> [Exercise prompt]:
Return exactly the final stretch of the records below, opening with the line that contains "Where can you find the large" and closing with the last line.
------------------------------
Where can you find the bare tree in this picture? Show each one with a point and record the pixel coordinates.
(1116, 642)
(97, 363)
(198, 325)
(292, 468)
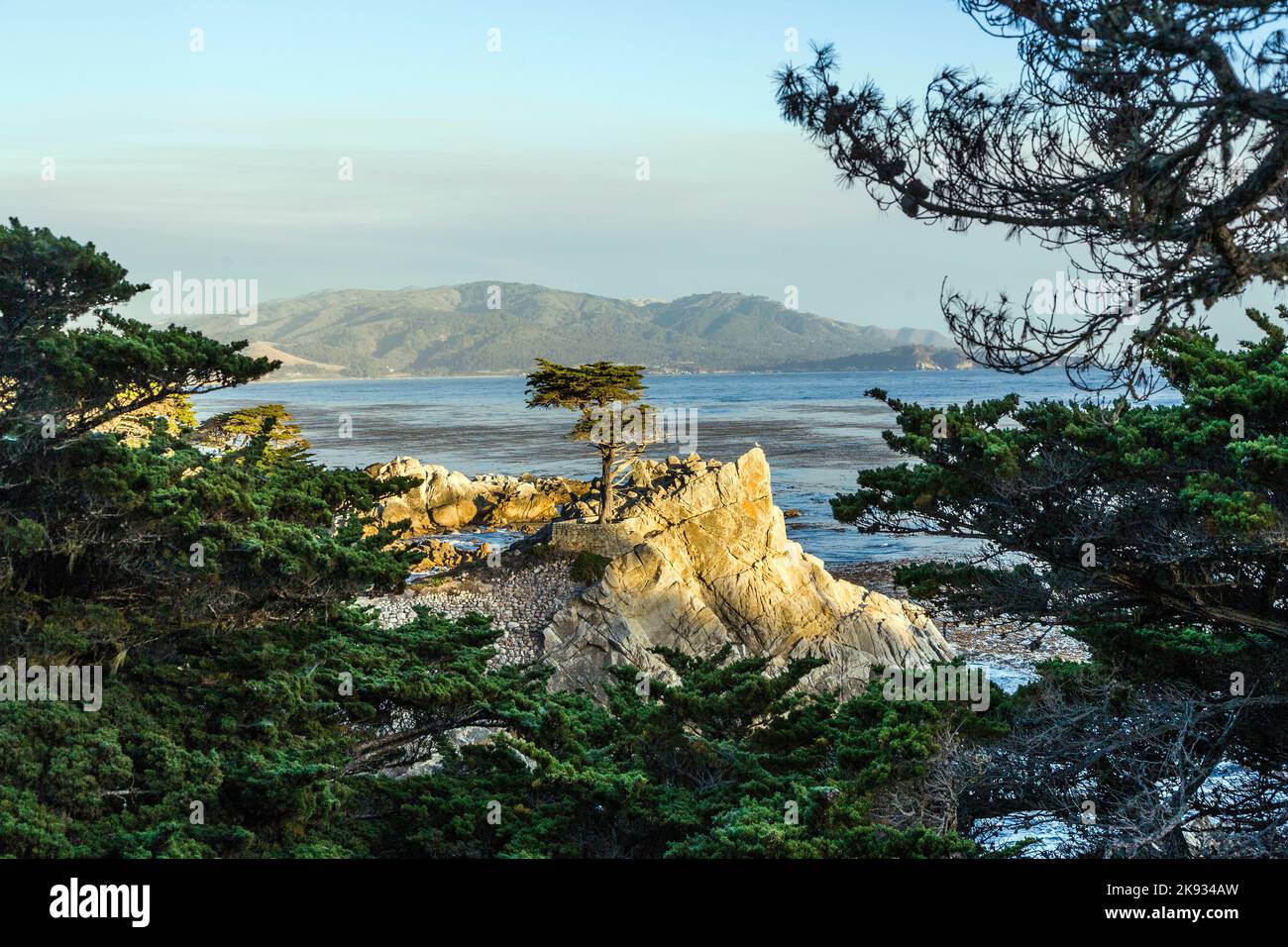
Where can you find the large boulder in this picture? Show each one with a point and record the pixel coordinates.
(447, 500)
(709, 565)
------------------------------
> [Solution for this exercise]:
Where can you find the large boulder in this picture? Show each one with a point and record the pixel coordinates.
(447, 500)
(709, 565)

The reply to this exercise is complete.